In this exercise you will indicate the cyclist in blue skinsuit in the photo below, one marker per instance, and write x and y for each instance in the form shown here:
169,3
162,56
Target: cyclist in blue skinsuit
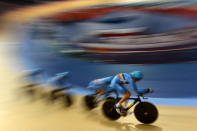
124,83
101,86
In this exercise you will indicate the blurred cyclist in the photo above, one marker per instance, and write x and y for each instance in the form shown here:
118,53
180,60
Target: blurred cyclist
101,86
124,83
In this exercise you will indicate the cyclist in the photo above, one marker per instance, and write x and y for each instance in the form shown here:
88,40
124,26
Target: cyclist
124,83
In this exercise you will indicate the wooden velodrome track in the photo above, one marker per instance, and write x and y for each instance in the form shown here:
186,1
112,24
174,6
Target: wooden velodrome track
21,113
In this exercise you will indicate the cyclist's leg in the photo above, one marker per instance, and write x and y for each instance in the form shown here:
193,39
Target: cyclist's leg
124,99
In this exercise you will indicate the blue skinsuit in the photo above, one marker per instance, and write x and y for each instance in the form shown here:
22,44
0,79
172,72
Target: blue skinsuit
100,83
123,83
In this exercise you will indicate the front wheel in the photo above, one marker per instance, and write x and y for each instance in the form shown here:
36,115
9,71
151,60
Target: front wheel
146,112
109,110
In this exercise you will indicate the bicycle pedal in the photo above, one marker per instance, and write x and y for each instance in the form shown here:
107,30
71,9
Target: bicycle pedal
130,113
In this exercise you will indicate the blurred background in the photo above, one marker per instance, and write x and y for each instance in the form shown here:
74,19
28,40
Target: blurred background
82,40
99,40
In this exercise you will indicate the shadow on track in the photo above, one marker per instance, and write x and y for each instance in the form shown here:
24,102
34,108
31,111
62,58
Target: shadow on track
121,126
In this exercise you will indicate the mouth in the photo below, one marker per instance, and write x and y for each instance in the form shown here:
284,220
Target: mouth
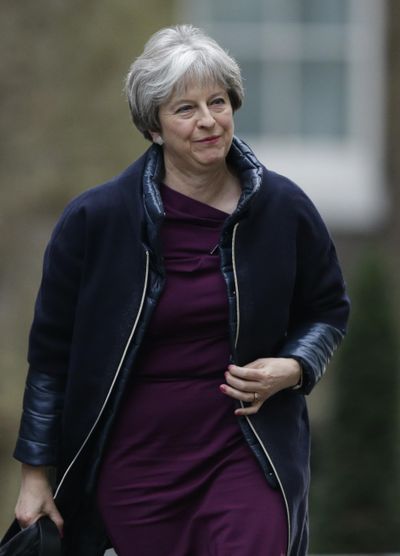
209,140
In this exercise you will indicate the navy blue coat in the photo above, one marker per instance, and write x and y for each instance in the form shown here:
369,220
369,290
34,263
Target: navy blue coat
103,272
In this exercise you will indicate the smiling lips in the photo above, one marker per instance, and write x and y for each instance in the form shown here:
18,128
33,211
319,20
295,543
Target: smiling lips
211,139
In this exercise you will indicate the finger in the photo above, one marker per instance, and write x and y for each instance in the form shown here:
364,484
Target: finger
247,373
237,394
25,519
250,410
55,516
240,384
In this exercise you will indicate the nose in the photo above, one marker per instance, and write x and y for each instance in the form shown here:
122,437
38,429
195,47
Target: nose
205,119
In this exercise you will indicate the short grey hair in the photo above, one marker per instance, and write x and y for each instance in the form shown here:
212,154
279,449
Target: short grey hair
172,58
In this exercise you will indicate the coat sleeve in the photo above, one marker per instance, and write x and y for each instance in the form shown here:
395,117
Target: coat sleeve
49,343
320,306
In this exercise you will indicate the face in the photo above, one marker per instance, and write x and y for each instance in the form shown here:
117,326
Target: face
197,128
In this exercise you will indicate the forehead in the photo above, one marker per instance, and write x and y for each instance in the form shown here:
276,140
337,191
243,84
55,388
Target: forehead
187,88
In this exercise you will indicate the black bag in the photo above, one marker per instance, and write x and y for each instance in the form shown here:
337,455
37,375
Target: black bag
39,539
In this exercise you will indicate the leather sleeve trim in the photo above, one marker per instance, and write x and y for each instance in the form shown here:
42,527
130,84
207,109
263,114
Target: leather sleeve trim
40,427
313,346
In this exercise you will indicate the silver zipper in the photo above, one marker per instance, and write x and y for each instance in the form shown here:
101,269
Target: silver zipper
241,403
114,379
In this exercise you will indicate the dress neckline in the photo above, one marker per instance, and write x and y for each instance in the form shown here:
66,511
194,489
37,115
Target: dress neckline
185,204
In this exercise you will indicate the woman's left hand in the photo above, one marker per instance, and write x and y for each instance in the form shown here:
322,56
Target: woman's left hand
259,380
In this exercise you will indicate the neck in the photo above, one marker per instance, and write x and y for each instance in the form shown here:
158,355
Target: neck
217,187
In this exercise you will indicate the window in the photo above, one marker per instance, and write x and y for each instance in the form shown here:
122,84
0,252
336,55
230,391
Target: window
313,75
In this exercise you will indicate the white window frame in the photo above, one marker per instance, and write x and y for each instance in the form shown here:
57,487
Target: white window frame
343,175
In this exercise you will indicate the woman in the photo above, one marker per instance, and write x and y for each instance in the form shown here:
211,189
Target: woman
185,309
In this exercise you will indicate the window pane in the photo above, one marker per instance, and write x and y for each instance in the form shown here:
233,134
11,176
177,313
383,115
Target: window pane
236,10
281,98
281,10
249,118
324,11
324,92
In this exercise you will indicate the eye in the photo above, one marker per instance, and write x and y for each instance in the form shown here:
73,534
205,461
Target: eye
184,109
219,100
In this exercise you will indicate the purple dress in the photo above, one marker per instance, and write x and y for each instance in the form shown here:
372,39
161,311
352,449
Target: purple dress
178,478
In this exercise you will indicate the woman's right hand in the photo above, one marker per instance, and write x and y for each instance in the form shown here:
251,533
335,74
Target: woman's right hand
36,498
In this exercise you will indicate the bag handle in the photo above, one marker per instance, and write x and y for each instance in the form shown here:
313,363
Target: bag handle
50,541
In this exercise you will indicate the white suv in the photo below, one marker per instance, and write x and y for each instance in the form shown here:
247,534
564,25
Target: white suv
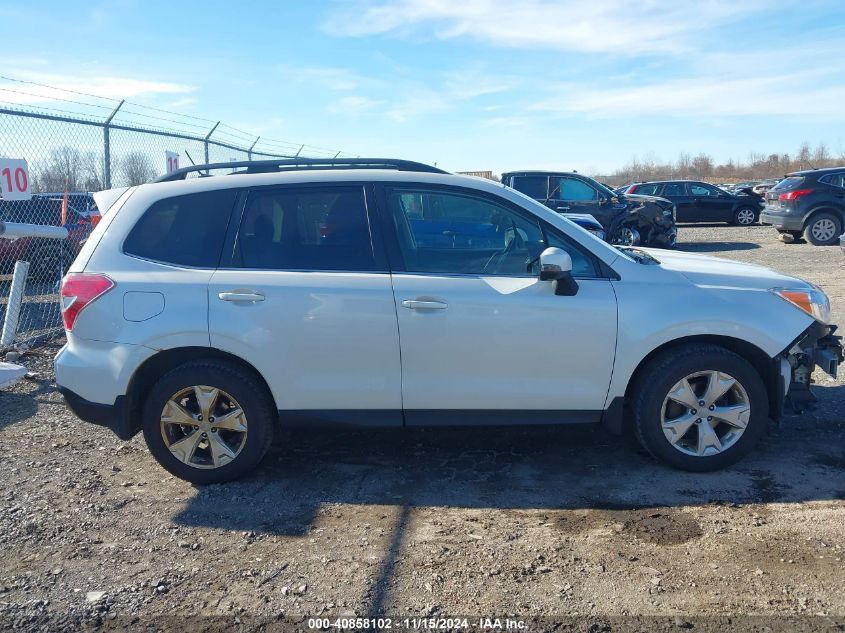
209,311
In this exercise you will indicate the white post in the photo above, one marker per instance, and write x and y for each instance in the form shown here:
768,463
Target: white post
13,306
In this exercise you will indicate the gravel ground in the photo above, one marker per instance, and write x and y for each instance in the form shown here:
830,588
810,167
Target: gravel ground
559,529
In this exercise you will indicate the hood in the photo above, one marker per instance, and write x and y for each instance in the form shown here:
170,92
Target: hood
704,270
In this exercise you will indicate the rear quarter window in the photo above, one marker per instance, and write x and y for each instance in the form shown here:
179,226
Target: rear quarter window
184,230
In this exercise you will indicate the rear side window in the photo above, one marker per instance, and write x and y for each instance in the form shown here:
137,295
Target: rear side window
572,189
836,180
673,189
306,229
534,186
183,230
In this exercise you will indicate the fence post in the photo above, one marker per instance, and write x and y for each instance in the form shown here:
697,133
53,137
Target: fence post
251,147
107,147
13,305
208,136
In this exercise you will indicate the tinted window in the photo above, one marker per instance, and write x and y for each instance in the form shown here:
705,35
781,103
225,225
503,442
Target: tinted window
571,189
534,186
837,180
789,183
184,230
704,190
646,190
305,229
675,189
463,234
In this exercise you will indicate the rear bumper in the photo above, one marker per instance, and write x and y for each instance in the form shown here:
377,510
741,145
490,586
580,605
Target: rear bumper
112,416
782,222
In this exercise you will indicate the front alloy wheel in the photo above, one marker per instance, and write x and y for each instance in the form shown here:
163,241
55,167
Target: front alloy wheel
699,407
705,413
745,217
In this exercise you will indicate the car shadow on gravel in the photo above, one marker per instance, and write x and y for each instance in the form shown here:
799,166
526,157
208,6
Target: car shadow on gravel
507,468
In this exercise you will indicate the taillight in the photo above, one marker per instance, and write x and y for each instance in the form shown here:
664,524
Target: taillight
78,290
793,195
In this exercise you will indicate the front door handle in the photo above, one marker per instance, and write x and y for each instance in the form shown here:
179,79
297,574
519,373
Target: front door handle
413,304
241,296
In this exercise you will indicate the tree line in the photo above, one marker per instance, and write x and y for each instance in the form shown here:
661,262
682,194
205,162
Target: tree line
702,167
85,170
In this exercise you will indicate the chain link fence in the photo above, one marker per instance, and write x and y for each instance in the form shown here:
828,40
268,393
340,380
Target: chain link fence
92,144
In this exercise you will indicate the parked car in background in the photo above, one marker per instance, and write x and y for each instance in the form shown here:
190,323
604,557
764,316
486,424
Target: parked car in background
46,257
210,312
702,202
630,220
808,204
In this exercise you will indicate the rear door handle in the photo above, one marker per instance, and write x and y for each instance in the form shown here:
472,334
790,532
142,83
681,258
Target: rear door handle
241,296
413,304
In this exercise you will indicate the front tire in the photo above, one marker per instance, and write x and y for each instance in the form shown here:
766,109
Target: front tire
745,216
699,407
823,229
208,421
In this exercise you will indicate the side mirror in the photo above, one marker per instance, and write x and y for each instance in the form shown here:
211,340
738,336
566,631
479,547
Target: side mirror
556,265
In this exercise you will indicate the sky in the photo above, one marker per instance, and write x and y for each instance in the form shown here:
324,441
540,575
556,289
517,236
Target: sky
466,84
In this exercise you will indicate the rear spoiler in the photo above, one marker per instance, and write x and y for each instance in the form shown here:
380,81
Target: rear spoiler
105,199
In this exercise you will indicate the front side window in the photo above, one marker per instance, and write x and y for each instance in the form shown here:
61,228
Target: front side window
460,233
534,186
184,230
645,190
675,189
571,189
305,229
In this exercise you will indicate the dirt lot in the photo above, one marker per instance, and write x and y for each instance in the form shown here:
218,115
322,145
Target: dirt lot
561,529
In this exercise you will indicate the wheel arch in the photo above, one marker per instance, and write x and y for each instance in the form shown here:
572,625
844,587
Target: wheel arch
767,369
824,208
146,375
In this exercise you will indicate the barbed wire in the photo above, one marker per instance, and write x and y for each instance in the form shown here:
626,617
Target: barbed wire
245,137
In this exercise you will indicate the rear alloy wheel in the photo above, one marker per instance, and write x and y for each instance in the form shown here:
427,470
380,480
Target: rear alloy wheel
745,217
823,229
700,407
208,421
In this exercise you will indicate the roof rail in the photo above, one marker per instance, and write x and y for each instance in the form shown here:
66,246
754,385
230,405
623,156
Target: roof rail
294,164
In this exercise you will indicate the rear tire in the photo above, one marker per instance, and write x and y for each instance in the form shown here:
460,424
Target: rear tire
183,435
695,436
823,229
745,216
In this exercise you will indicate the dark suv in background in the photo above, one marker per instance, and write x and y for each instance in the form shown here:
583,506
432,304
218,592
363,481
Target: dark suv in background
702,202
810,204
629,220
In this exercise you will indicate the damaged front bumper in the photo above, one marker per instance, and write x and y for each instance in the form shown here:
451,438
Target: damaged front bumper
819,347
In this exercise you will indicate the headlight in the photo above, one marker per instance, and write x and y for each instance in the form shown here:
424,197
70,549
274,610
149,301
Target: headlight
813,301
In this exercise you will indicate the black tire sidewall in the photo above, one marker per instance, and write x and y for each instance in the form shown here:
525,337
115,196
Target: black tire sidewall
808,230
242,387
656,384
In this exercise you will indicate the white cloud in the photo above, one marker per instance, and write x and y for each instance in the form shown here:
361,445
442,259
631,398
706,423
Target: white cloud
614,26
100,86
702,96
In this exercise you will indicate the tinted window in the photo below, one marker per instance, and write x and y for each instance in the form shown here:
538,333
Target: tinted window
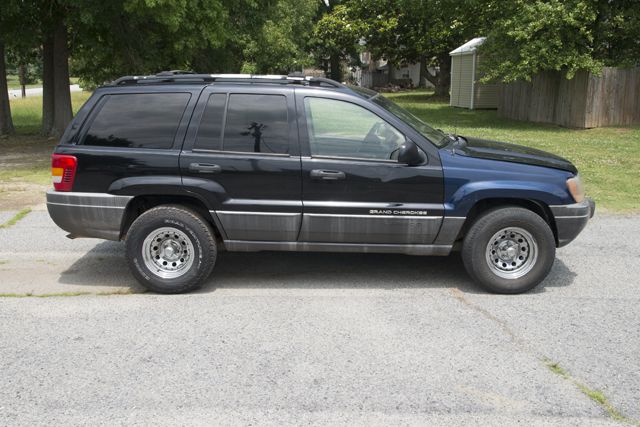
146,120
342,129
257,123
210,130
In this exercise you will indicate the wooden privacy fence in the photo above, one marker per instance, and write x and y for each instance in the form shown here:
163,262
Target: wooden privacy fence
586,101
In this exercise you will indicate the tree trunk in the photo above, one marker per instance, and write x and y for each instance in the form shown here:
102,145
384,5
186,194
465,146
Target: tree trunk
6,124
62,96
335,69
423,72
444,75
22,78
47,86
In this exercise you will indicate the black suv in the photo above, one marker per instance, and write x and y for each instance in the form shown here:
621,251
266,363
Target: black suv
184,165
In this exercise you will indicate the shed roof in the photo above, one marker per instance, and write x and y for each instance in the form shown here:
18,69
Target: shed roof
468,47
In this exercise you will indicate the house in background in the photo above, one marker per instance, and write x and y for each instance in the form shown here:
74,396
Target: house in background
466,90
379,73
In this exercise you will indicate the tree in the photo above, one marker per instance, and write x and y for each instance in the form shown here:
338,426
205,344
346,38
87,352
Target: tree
6,123
408,31
531,36
335,39
132,37
278,43
8,16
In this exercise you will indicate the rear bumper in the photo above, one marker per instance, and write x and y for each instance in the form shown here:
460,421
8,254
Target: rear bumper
571,219
88,214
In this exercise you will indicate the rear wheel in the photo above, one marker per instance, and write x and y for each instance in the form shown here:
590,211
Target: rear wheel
509,250
171,249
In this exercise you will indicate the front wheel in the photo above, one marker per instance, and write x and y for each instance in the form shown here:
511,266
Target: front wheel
509,250
171,249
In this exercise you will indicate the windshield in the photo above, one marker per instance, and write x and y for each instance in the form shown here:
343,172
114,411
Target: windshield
436,136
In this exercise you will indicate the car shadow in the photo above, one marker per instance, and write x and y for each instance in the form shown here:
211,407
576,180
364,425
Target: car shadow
105,265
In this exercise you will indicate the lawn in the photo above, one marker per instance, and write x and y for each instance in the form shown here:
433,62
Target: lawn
608,158
27,112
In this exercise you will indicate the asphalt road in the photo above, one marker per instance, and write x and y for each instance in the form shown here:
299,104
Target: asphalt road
279,339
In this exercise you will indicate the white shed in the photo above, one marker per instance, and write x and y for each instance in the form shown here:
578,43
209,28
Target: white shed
466,90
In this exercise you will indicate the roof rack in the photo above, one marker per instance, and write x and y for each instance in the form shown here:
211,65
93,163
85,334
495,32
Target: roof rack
178,76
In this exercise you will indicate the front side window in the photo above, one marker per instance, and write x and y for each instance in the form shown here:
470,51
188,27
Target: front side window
143,120
342,129
257,124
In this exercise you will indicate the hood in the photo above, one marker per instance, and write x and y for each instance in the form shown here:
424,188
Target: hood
494,150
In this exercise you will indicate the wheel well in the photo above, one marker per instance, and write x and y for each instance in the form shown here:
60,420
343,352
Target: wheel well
484,205
141,204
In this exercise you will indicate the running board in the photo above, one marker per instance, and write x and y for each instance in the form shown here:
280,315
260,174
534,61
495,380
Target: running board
250,246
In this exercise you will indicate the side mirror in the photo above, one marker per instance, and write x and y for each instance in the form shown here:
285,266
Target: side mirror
410,154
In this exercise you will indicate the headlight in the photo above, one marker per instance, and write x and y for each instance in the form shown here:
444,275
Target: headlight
576,188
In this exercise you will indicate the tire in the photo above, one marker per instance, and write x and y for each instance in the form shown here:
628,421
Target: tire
171,249
509,250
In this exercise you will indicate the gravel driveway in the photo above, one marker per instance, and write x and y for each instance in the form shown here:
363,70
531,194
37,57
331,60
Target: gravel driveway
281,338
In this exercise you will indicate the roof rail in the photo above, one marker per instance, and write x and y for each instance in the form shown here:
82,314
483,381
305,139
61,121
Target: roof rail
177,76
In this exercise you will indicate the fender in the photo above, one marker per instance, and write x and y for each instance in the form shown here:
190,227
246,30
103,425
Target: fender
469,180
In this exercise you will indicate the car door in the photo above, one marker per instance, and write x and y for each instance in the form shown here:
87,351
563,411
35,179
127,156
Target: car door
241,155
353,190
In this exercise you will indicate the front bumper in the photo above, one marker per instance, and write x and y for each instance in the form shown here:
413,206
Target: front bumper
571,219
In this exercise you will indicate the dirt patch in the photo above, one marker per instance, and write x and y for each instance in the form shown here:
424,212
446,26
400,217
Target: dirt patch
23,195
24,171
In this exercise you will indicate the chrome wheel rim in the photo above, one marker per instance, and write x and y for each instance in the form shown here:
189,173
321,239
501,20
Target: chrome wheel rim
511,253
167,252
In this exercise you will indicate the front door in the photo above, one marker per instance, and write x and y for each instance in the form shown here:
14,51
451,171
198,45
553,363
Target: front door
354,191
241,155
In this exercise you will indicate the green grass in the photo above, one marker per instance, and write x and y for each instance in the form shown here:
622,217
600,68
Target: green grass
595,395
38,173
13,82
27,112
17,217
608,158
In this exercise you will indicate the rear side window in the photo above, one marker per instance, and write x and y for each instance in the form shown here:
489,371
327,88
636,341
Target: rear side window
254,124
143,120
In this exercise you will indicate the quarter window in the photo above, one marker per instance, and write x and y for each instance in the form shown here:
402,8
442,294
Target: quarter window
144,120
342,129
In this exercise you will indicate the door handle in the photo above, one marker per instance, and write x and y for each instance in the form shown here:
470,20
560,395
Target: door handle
205,168
328,175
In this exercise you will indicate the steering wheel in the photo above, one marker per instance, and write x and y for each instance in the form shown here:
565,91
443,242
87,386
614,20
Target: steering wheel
372,136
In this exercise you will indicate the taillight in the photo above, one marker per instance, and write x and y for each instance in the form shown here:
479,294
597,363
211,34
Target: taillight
63,171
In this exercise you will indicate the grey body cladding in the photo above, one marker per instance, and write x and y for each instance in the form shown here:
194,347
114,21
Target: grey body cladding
406,229
571,219
100,215
88,214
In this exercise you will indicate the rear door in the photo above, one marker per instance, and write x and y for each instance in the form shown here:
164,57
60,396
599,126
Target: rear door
241,155
354,191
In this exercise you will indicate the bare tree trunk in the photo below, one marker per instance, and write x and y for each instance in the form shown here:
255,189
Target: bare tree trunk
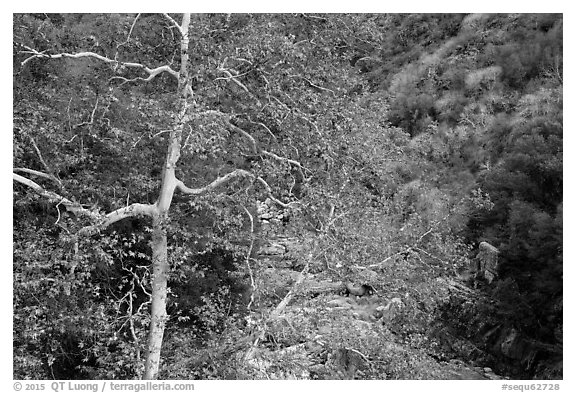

------------

→ **AIM OF THE TASK**:
Among the lines of the records, copy out each one that contains the word "bare".

→ **PROBLEM SOLUTION**:
In this exercise you will indicate the bare tree trunk in the photo below, one marker per instance, and write x and y for each instance in the form shown here:
Target: bare tree trunk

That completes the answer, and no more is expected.